### Records
========================================

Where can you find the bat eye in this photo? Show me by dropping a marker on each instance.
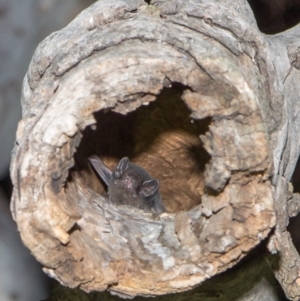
(117, 174)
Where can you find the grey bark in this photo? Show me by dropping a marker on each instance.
(194, 93)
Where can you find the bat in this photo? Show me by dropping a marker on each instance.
(130, 184)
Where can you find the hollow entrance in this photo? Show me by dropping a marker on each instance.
(162, 138)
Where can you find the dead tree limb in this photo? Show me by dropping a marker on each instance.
(191, 91)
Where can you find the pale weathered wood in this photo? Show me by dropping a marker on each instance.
(147, 81)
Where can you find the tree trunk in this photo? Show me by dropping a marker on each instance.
(193, 93)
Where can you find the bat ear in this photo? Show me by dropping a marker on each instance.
(122, 166)
(149, 188)
(102, 170)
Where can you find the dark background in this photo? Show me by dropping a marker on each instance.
(23, 24)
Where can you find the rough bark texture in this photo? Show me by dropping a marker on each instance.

========================================

Swap "marker" for "pin" throughout these lines and write them all out again, changing nothing else. Don't include the pictures.

Where can you find the bat eye in this photo? Show me by dropping a pin on each instance.
(117, 174)
Where can you find the grey bark in this photo? Show me by dropping a pin on each instance.
(194, 93)
Where can you find the bat in this photo? Show me by dropping a pin on each instance.
(130, 184)
Where can you find the hollow entrance in this photo? Show me by dropping a pin on each instance.
(162, 138)
Where can you find the dead tree limb in this photo? Show me by dropping a pin on each instance.
(191, 91)
Where can you find the pale weathered wood in this photo? Show me by dropping a pin on each instance.
(147, 81)
Where can you find the tree trunk in this photo? Show me by dropping a pin on each instance.
(193, 93)
Where can you find the bat ear in this photo? Show me by dropping a pin on each instance.
(122, 166)
(149, 188)
(102, 170)
Where can you find the dark background in this photo? Show me by dropping a pin on each instance.
(23, 24)
Where can you find the rough bark texture in this photo? Show me by dropping a pin on each instance.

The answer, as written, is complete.